_TASK STATEMENT:_ Beginning at the line that contains "In this photo, where can the billowing", return every remaining line of the data below exactly; return nothing before it.

══════

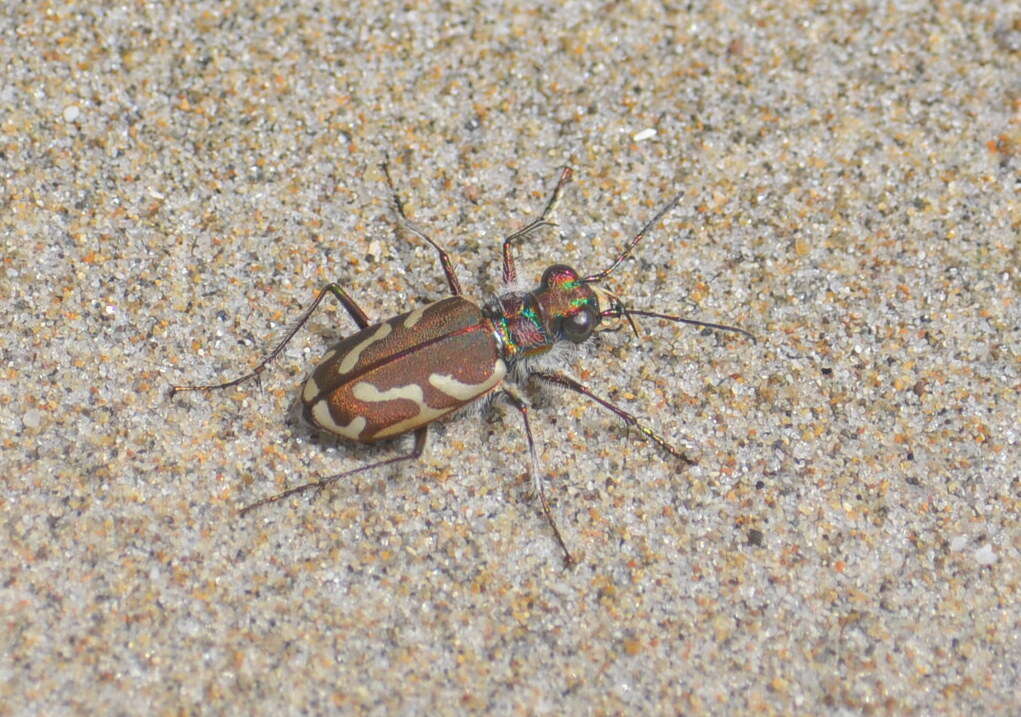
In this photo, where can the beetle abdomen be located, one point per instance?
(404, 373)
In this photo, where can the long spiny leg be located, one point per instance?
(346, 301)
(522, 407)
(629, 247)
(630, 420)
(444, 258)
(420, 444)
(509, 274)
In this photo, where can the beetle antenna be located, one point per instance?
(626, 251)
(619, 311)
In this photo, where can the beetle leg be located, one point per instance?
(317, 485)
(568, 382)
(346, 301)
(444, 258)
(509, 275)
(518, 402)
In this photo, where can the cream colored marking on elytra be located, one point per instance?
(412, 392)
(467, 391)
(310, 389)
(321, 412)
(416, 316)
(351, 359)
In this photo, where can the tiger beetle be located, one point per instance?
(399, 375)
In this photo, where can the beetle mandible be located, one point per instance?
(399, 375)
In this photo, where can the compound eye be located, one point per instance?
(578, 326)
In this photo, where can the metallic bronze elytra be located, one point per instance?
(399, 375)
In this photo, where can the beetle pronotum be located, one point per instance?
(399, 375)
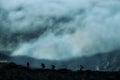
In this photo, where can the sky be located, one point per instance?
(59, 29)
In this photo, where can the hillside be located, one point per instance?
(11, 71)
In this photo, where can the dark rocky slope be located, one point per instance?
(11, 71)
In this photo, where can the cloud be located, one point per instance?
(60, 29)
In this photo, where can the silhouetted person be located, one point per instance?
(53, 67)
(81, 67)
(43, 66)
(28, 64)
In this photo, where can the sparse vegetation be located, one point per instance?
(12, 71)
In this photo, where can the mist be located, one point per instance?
(58, 29)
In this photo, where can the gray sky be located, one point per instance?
(59, 29)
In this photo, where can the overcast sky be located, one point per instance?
(59, 29)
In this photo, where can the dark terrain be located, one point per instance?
(11, 71)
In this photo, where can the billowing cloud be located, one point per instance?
(59, 29)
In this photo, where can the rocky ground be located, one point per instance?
(11, 71)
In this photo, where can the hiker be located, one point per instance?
(28, 64)
(43, 66)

══════

_TASK SOLUTION:_
In this photo, where can the billowing cloud be located, one point per instance?
(59, 29)
In this photo, where can the rocky ground be located, one point per instance?
(11, 71)
In this photo, where can the hiker be located, one point per instance?
(28, 64)
(43, 66)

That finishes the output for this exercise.